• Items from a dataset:
Content starts

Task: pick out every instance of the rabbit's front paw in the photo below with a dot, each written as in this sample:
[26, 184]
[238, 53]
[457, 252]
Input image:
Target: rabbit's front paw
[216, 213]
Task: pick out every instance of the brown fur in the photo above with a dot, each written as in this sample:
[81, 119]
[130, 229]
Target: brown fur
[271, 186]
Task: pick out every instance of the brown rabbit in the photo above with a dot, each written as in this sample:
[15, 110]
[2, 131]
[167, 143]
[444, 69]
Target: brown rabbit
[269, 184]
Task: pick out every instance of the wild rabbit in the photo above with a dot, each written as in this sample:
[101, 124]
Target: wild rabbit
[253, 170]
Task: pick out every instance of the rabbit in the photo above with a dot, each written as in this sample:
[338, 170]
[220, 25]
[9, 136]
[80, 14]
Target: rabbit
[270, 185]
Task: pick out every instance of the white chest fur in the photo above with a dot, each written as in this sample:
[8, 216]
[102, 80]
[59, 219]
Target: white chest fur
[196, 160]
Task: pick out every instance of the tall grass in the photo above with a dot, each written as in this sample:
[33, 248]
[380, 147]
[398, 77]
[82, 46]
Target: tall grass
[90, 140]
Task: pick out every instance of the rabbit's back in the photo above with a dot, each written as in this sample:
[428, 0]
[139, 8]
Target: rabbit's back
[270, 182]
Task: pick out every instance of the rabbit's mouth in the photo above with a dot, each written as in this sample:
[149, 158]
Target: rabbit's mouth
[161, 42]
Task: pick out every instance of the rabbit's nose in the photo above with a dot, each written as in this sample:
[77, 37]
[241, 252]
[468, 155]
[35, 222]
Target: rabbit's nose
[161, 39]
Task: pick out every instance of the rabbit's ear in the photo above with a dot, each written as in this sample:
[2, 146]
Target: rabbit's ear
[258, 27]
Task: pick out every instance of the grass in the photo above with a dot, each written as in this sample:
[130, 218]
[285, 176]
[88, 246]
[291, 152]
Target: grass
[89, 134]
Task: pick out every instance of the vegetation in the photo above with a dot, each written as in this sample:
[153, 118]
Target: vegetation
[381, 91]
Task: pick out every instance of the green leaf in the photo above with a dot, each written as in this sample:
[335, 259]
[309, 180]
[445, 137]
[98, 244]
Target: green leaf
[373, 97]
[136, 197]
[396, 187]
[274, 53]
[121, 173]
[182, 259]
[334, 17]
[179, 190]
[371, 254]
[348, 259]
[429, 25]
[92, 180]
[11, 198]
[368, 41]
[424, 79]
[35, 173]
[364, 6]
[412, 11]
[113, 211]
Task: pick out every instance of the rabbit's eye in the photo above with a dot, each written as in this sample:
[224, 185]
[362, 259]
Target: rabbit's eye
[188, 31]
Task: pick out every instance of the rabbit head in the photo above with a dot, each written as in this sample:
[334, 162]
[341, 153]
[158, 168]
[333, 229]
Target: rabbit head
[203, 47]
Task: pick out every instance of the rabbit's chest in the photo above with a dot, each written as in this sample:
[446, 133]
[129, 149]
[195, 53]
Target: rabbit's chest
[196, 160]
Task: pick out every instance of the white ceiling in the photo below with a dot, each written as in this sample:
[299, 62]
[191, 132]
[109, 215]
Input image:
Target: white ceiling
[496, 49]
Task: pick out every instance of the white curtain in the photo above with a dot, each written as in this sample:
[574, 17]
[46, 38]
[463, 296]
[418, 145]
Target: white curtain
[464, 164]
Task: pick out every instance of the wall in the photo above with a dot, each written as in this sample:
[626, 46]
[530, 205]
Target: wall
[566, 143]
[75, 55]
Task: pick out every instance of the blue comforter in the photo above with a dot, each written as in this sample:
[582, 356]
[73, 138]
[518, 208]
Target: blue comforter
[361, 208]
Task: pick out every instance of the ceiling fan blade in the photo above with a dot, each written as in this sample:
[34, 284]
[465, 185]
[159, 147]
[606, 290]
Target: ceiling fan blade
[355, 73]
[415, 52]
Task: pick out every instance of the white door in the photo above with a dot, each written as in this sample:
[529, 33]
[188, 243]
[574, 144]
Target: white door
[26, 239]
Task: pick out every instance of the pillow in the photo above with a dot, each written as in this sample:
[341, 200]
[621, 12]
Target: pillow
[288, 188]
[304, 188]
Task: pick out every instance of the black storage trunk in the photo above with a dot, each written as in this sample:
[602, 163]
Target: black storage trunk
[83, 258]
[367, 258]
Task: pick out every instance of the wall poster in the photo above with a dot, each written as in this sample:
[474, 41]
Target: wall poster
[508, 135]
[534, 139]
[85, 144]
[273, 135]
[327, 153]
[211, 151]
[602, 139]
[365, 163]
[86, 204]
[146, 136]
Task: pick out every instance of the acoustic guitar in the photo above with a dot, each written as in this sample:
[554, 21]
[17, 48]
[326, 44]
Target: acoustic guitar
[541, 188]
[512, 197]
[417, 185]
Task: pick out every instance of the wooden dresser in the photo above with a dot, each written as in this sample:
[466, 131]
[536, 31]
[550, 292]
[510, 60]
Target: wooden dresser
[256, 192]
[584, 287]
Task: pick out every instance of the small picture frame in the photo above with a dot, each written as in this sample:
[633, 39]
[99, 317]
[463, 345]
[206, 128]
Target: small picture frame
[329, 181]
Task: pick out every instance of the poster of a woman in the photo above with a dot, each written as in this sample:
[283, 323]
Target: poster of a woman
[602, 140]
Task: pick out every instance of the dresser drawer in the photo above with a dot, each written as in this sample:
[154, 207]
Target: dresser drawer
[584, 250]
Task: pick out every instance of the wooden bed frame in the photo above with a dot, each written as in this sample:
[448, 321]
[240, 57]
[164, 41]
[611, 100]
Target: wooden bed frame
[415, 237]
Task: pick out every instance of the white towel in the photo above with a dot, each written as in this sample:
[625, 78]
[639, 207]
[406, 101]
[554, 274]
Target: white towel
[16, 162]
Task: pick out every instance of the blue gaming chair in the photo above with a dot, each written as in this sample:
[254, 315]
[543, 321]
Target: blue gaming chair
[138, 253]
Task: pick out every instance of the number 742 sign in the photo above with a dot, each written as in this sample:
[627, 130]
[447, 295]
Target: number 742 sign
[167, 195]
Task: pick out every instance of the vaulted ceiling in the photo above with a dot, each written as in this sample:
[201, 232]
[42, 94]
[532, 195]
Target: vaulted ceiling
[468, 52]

Content ends

• What to produce: Each entry above is to be quoted exactly.

• Answer to this exercise:
Task: pick out every instance of the rabbit's front paw in the photo below with a dot, each written as in this sample:
[26, 184]
[238, 53]
[457, 252]
Input image:
Target: rabbit's front paw
[216, 213]
Task: pick out every instance of the brown fur in the photo above with a dot, each written as in this sample:
[81, 119]
[130, 229]
Target: brown fur
[271, 186]
Task: pick out every instance of the brown rabbit in the photo above with a dot, each written as in this sample:
[15, 110]
[2, 131]
[167, 143]
[444, 69]
Target: brown rabbit
[269, 184]
Task: pick out every instance of the wild rabbit in the photo above with a dot, each written as in this sample:
[101, 124]
Target: wild rabbit
[253, 170]
Task: pick out every instance of the rabbit in the photo above with a dot, each written as in this sample:
[338, 170]
[220, 25]
[9, 136]
[80, 14]
Target: rabbit
[270, 185]
Task: pick out every instance of the white chest fur in the photo above with a dot, each written as in this sample:
[8, 216]
[102, 80]
[59, 219]
Target: white chest fur
[196, 160]
Task: pick out every instance of the tall grass in the photo above with a dot, each written as in this sample:
[33, 248]
[380, 147]
[398, 77]
[82, 46]
Target: tall grass
[90, 140]
Task: pick out every instance of the rabbit's back in the photo above with a dot, each written as in this sample:
[428, 0]
[139, 8]
Target: rabbit's back
[270, 182]
Task: pick out every instance of the rabbit's mouth in the photo above with a dot, each written as in this sample:
[149, 158]
Target: rabbit's mouth
[161, 42]
Task: pick out every instance of the rabbit's nose in the photo above with a dot, each written as in this sample:
[77, 37]
[241, 252]
[468, 155]
[35, 222]
Target: rabbit's nose
[161, 39]
Task: pick out every instance of the rabbit's ear in the photo above with a dot, each written as in this sample:
[2, 146]
Target: rabbit's ear
[258, 27]
Task: pick out every instance of the grass in the photo above with a dot, each written as in this sample:
[130, 218]
[285, 176]
[88, 246]
[291, 152]
Target: grass
[89, 134]
Task: pick out every instance of the vegetation in the photo above with a dot, each written as in this sample:
[153, 118]
Target: vegetation
[381, 91]
Task: pick out every instance of the green leaf in the photo above with a dot, each written as in this sample:
[335, 259]
[309, 180]
[445, 137]
[98, 244]
Target: green leaf
[373, 97]
[136, 197]
[396, 187]
[274, 53]
[121, 173]
[182, 259]
[334, 17]
[179, 190]
[371, 254]
[348, 259]
[429, 25]
[92, 180]
[11, 198]
[368, 41]
[424, 79]
[35, 173]
[364, 6]
[412, 11]
[113, 211]
Task: pick out every instance of the rabbit's eye in the photo above with a dot, each written as in this sample:
[224, 185]
[362, 259]
Target: rabbit's eye
[188, 31]
Task: pick out every instance of the rabbit head in the photo above with a dot, each written as in this sample:
[334, 162]
[341, 153]
[158, 168]
[333, 229]
Target: rabbit head
[203, 47]
Task: pick out every instance of the rabbit's chest in the photo above with a dot, each written as in this sample:
[446, 133]
[129, 149]
[195, 53]
Target: rabbit's chest
[196, 160]
Task: pick out every instance of the white ceiling in the photo below with a dot, each written as in this sample:
[299, 62]
[191, 132]
[109, 215]
Input image:
Target: white ceiling
[496, 49]
Task: pick out every instance of the white curtain in the photo above with a dot, each written as in this sample:
[574, 17]
[46, 38]
[463, 296]
[418, 145]
Target: white curtain
[464, 164]
Task: pick out every instance of the wall in the photo above with a dot, each written as in this sample:
[626, 46]
[530, 205]
Target: wall
[566, 143]
[75, 55]
Task: pick out every instance of the blue comforter in the photo above with a dot, each written as in this sample:
[582, 356]
[73, 138]
[518, 208]
Target: blue comforter
[361, 208]
Task: pick out every instance of the ceiling fan blade in the photo above with a dot, each written as in this sample:
[34, 284]
[465, 185]
[159, 147]
[606, 290]
Target: ceiling fan blade
[355, 73]
[415, 52]
Task: pick out every instance of the white door in the photo above with a dot, each written as in this sample:
[529, 33]
[188, 243]
[574, 144]
Target: white door
[26, 239]
Task: pick out every instance of the pillow in the photo above with a dot, each written as in this sample:
[341, 200]
[621, 12]
Target: pillow
[288, 188]
[304, 188]
Task: pick out every instance of the black storage trunk in the photo above with a dot, each written as in this sample:
[602, 163]
Target: black storage trunk
[83, 258]
[367, 258]
Task: pick out every instance of the wall poster in the photo above with a dot, each written as in this sample:
[474, 41]
Target: wall poster
[508, 135]
[534, 139]
[85, 144]
[273, 135]
[327, 153]
[211, 151]
[602, 139]
[365, 163]
[86, 204]
[146, 136]
Task: pick out every instance of the acoustic guitar in the photo above with a dot, each written as in this sample:
[554, 21]
[17, 48]
[326, 44]
Target: acoustic guitar
[541, 188]
[512, 197]
[417, 185]
Task: pick out every instance of the wooden dresser in the photo above with a dot, each written as in this sample:
[466, 131]
[536, 31]
[550, 292]
[510, 60]
Target: wooden dresser
[256, 192]
[584, 287]
Task: pick out every instance of the small picture frame in the photo above with a dot, each written as in this sample:
[633, 39]
[99, 317]
[463, 345]
[206, 128]
Target: small picture frame
[329, 181]
Task: pick out every instance of the poster of a woman in the photo above with a dot, each written as in this sample:
[283, 323]
Target: poster of a woman
[602, 140]
Task: pick out every instance of the dresser drawer in the photo above with a dot, each written as in this sample:
[154, 207]
Target: dresser drawer
[584, 250]
Task: pick out every instance of the wooden bed frame in the photo above with a dot, each written as in this sample:
[448, 321]
[240, 57]
[164, 41]
[611, 100]
Target: wooden bed frame
[415, 237]
Task: pick out every instance of the white towel in the photo above with a dot, each written as in this sample:
[625, 78]
[639, 207]
[406, 101]
[554, 274]
Target: white towel
[16, 162]
Task: pick out every instance of the blue gaming chair in the photo above with a dot, each written as in this sample:
[254, 315]
[543, 321]
Target: blue gaming chair
[138, 253]
Task: pick out every instance of the number 742 sign in the photo above with a dot, each written as in this sample:
[627, 130]
[447, 295]
Target: number 742 sign
[167, 195]
Task: pick out every instance of the vaulted ceiling in the photo above with a dot, each written as in this sample:
[201, 232]
[42, 94]
[532, 195]
Target: vaulted ceiling
[468, 52]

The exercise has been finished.